Aim A: In the article on Khalifa Haftar's early days, what rank came with his September 2016 appointment as head of the Libyan National Army?

Passage given:

•••

From Young Man to Officer: The Early days

How did a long-retired, former prisoner of war, CIA asset, Qaddafist-turned-warlord and now field marshal rise to become the head of an eastern Libyan military coup?

In September 2016 the House of Representatives in Tobruk appointed an American-Libyan citizen, Khalifa Belqassim Haftar, as head of the Libyan National Army with the rank of field marshal. Haftar’s decision to attack the Government of National Accord in Tripoli, the country’s capital, is one of the most contentious events in the recent conflict in Libya.

Haftar himself and his rise to prominence are also controversial. How did a long-retired, former prisoner of war, CIA asset, Qaddafist-turned-warlord and now field marshal rise to become the head of an eastern Libyan military coup against the United Nations–endorsed GNA?

The answer lies in Haftar’s past and in his motivations. Background information on Haftar’s life is sparse, and a number of statements are repeated without fact-checking. The research used in this series of articles is based on interviews with those who grew up with him, served with him and worked with him.

It was done in order to provide clarity and accuracy to his biography. Doing so also revealed Haftar’s often hidden connections to a host of foreign players and a résumé that differs greatly from the many official accounts.

According to three Libyan sources who have worked with or for Haftar since his youth, the child of Belgassem Haftar, a Libyan Army officer from Ajdabiya, was born on Nov. 7, 1943, in Egypt. Specifically, in Al Rawash, a suburb of Cairo that was popular with Libyans. A large piece of land there is owned by the Senussi family and to this day remains a place to be buried for Libyans who grew up as expatriates during World War II.

•••

Aim B: Locate every line of the listing below that contains the word "white", and copy each one.

•••

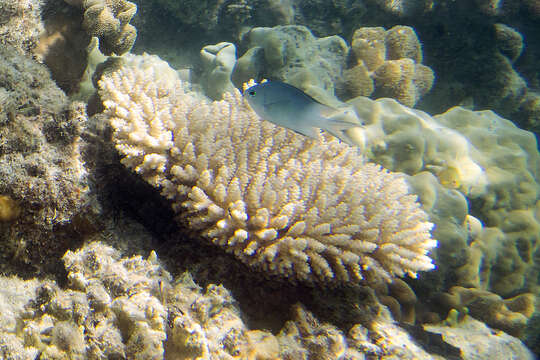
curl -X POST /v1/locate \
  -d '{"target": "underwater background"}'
[0,0,540,360]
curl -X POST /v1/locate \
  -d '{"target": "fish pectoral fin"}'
[291,127,321,139]
[264,99,291,110]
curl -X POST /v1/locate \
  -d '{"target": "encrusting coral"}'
[0,0,43,53]
[0,242,532,360]
[99,55,437,282]
[0,45,88,274]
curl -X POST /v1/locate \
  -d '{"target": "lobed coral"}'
[0,0,43,54]
[344,26,435,107]
[438,286,535,337]
[0,240,532,360]
[99,52,436,282]
[65,0,137,55]
[342,93,540,329]
[232,25,348,105]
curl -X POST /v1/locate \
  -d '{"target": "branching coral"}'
[99,52,436,282]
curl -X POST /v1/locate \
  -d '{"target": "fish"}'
[244,81,359,146]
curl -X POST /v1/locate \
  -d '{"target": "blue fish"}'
[244,81,359,146]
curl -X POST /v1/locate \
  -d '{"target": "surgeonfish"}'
[244,81,360,146]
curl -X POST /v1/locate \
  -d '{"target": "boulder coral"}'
[65,0,137,55]
[232,25,349,105]
[99,55,437,284]
[343,26,435,107]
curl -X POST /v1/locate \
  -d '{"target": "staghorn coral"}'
[343,25,435,107]
[65,0,137,55]
[99,55,436,282]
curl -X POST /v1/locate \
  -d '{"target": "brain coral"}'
[99,55,437,282]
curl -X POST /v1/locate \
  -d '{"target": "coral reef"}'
[0,0,43,54]
[99,52,436,282]
[343,26,435,107]
[438,286,535,337]
[0,242,532,360]
[201,42,236,100]
[349,98,540,296]
[233,25,348,105]
[0,46,88,274]
[65,0,137,55]
[32,0,91,95]
[424,317,535,360]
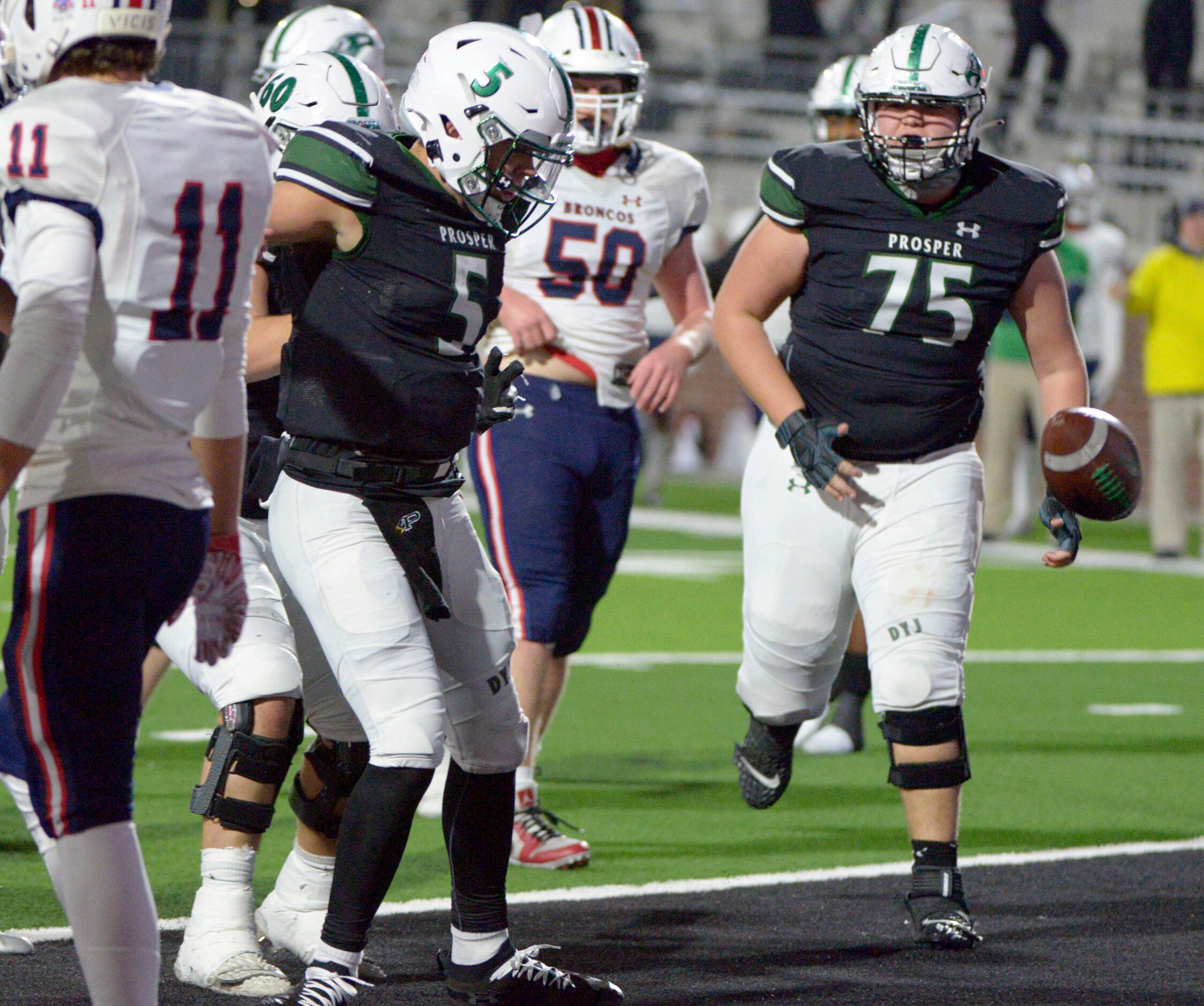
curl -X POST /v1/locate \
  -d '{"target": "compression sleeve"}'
[0,200,96,450]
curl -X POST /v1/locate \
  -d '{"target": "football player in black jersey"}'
[261,24,623,1006]
[715,24,1087,948]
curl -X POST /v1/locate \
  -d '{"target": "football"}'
[1042,408,1141,521]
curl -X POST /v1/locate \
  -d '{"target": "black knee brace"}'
[188,702,304,835]
[289,738,369,839]
[879,705,970,790]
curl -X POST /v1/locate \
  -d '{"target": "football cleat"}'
[511,788,590,870]
[439,942,623,1006]
[259,963,372,1006]
[904,866,983,951]
[0,933,34,953]
[174,887,290,996]
[795,723,864,755]
[732,716,797,810]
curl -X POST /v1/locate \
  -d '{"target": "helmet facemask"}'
[457,113,573,237]
[857,94,986,185]
[570,73,644,154]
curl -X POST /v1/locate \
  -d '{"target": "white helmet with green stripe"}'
[401,21,574,237]
[250,53,398,166]
[250,4,384,87]
[857,24,986,184]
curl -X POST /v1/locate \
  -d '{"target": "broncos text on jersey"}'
[493,140,711,408]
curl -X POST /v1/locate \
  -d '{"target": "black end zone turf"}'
[0,853,1204,1006]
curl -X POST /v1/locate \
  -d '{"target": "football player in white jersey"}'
[469,5,711,869]
[0,0,271,1006]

•••

Reply A: Field marshal.

Reply B:
  -d '{"target": "white helmet with green stripe"}'
  -d '{"target": "football player in white jersey"}'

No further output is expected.